## Work to do
Reproduce all of the data with each "evaluation set" replaced by "test set" and nothing else altered. Omit the pictures.
========
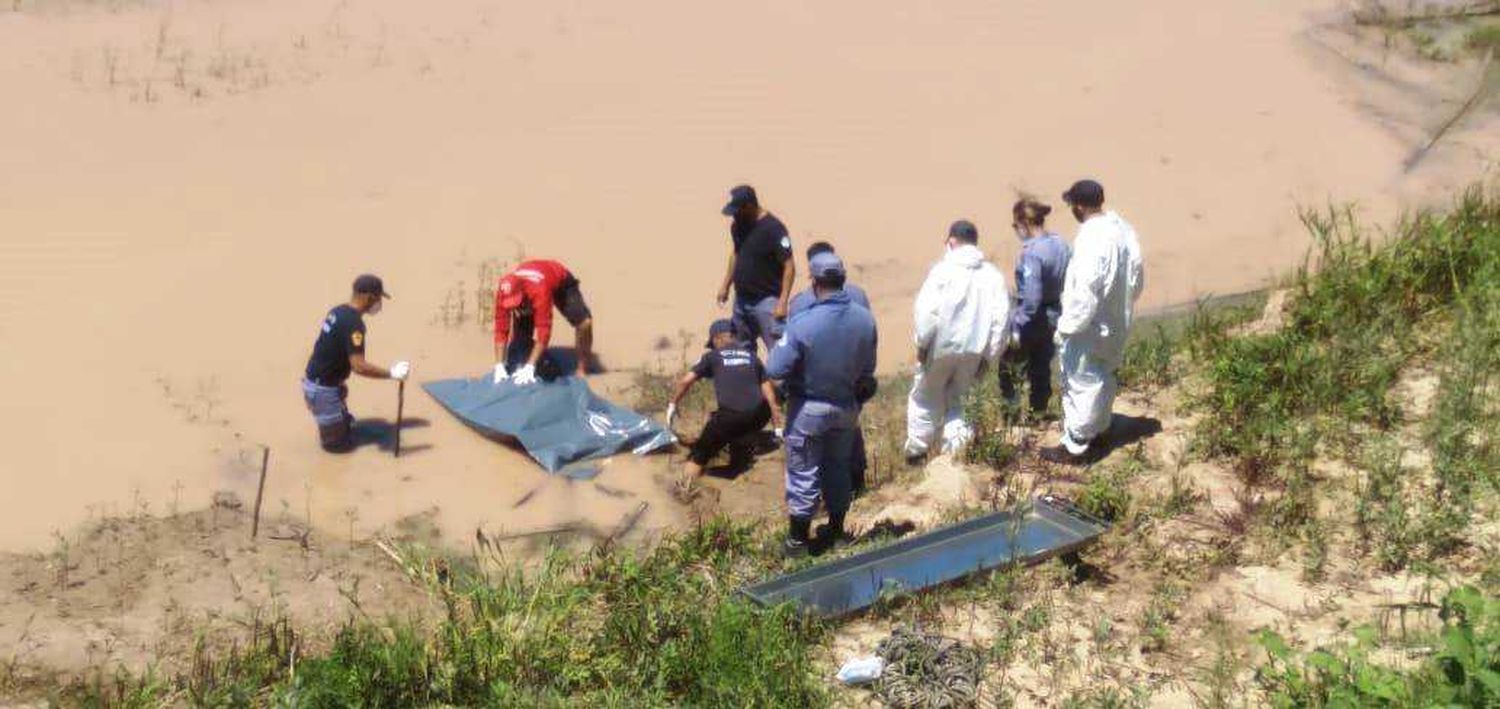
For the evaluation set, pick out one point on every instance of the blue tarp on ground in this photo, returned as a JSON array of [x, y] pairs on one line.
[[557, 421]]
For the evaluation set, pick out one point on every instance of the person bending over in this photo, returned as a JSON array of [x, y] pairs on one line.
[[527, 297], [746, 400]]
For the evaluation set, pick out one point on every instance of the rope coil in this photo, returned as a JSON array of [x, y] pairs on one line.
[[924, 670]]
========
## Result of the task
For the test set, pick out one point on every instance of the blue tarp on ground in this photo, returned as a JSON array of [x, y] pairs on one line.
[[557, 421]]
For the test set, pick out one point on every instance of the person bending over in this photo, returned as a JSON array of [x, y] pairs on one line.
[[527, 297], [746, 400]]
For the test set, pick out one point on every instance of the rope coil in this photo, returned as a JSON array of [x, y] pairs on one line.
[[924, 670]]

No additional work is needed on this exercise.